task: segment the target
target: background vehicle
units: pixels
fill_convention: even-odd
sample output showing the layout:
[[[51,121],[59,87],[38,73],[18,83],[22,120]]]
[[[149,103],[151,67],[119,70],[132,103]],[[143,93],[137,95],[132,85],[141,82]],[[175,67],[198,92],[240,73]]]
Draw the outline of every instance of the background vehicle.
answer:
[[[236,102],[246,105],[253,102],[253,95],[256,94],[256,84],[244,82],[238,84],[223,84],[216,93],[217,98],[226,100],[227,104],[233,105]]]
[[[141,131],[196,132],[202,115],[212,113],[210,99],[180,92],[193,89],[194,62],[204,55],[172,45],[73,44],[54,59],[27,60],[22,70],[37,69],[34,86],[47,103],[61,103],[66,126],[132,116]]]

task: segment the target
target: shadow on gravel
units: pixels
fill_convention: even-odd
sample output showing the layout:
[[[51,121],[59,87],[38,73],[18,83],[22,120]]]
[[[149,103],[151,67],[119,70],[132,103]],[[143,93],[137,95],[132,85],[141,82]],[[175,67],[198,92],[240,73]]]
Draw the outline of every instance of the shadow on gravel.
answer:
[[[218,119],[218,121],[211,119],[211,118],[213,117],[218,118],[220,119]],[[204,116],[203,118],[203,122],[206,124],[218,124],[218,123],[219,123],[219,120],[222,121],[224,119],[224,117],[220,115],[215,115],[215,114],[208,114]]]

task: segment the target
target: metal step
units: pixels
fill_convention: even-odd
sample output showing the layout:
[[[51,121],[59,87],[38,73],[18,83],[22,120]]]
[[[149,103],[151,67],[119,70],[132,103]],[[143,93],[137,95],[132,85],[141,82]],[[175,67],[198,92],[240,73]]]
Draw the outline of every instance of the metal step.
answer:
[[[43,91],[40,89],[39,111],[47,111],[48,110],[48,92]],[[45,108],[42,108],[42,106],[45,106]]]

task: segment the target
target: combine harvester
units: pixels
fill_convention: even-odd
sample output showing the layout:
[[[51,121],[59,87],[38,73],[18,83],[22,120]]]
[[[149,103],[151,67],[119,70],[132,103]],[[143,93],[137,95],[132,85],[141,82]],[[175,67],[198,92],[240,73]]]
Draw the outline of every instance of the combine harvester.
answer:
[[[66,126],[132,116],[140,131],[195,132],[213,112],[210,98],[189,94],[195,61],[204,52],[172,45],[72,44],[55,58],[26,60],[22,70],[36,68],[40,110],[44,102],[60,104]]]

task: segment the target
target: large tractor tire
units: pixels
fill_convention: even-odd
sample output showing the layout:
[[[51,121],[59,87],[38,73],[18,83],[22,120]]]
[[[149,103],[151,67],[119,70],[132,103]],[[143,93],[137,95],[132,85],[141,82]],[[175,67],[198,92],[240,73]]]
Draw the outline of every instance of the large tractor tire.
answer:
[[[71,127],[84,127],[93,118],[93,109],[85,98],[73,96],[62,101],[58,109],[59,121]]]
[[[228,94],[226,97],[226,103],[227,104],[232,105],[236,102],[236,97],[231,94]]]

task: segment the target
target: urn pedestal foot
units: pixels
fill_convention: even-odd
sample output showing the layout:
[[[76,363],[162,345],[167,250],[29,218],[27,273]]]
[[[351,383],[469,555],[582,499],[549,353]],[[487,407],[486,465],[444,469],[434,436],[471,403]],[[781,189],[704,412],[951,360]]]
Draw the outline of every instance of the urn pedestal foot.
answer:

» What you need to do
Each entry above is to be printed again exactly.

» Exercise response
task: segment the target
target: background vehicle
units: pixels
fill_convention: even-odd
sample output showing the layout:
[[[51,121],[59,87],[38,73],[18,83],[22,120]]]
[[[149,103],[151,67],[119,70],[132,103]],[[143,93],[137,95],[132,85],[141,82]],[[175,67],[198,92],[240,73]]]
Draw the outline of every instance of the background vehicle.
answer:
[[[236,102],[246,105],[253,102],[253,95],[256,94],[256,84],[244,82],[238,84],[223,84],[216,93],[217,98],[226,100],[227,104],[233,105]]]
[[[141,131],[196,132],[202,115],[212,113],[210,99],[180,92],[193,89],[194,62],[204,55],[172,45],[73,44],[54,59],[27,60],[22,70],[37,69],[34,86],[47,103],[61,103],[66,126],[132,116]]]

task: segment the target
target: shadow on gravel
units: pixels
fill_convention: even-odd
sample output showing the layout:
[[[51,121],[59,87],[38,73],[18,83],[22,120]]]
[[[149,103],[151,67],[119,70],[132,103]],[[143,93],[137,95],[132,85],[141,82]],[[175,67],[198,92],[240,73]]]
Draw the outline of every instance of the shadow on gravel.
answer:
[[[218,119],[218,121],[211,119],[211,118],[213,117],[218,118],[220,119]],[[204,116],[203,118],[203,122],[206,124],[218,124],[218,123],[219,123],[219,120],[222,121],[224,119],[224,117],[220,115],[215,115],[215,114],[208,114]]]

task: segment the target
target: metal step
units: pixels
fill_convention: even-odd
sample output showing the layout:
[[[51,121],[59,87],[38,73],[18,83],[22,120]]]
[[[149,103],[151,67],[119,70],[132,103]],[[143,93],[137,95],[132,85],[141,82]],[[175,67],[198,92],[240,73]]]
Draw the outline of every instance of the metal step.
answer:
[[[43,91],[40,89],[39,111],[47,111],[48,110],[48,92]],[[45,108],[42,108],[42,106],[45,106]]]

task: segment the target
target: combine harvester
units: pixels
fill_convention: even-odd
sample output showing the layout:
[[[51,121],[59,87],[38,73],[18,83],[22,120]]]
[[[149,103],[151,67],[119,70],[132,103]],[[143,93],[137,95],[132,85],[141,82]],[[175,67],[198,92],[240,73]]]
Draw the outline of every instance of the combine harvester.
answer:
[[[66,126],[132,116],[140,131],[195,132],[213,112],[210,98],[189,94],[195,61],[204,52],[172,45],[72,44],[55,58],[26,60],[22,70],[36,68],[40,110],[44,102],[60,104]]]

task: segment the target
target: large tractor tire
units: pixels
fill_convention: even-odd
sample output showing the layout:
[[[51,121],[59,87],[38,73],[18,83],[22,120]]]
[[[149,103],[151,67],[119,70],[132,103]],[[143,93],[137,95],[132,85],[141,82]],[[175,67],[198,92],[240,73]]]
Draw the outline of every instance of the large tractor tire.
answer:
[[[71,127],[84,127],[93,118],[93,109],[85,98],[73,96],[62,101],[58,109],[59,121]]]
[[[228,94],[226,97],[226,103],[227,104],[232,105],[236,102],[236,97],[231,94]]]

task: segment the target
target: urn pedestal foot
units: pixels
fill_convention: even-odd
sample output showing the layout:
[[[76,363],[162,345],[167,250],[29,218],[27,273]]]
[[[351,383],[469,555],[582,499],[549,353]],[[487,407],[486,465],[444,469],[434,436],[471,403]],[[781,189],[704,412],[951,360]]]
Draw the outline of every instance of the urn pedestal foot.
answer:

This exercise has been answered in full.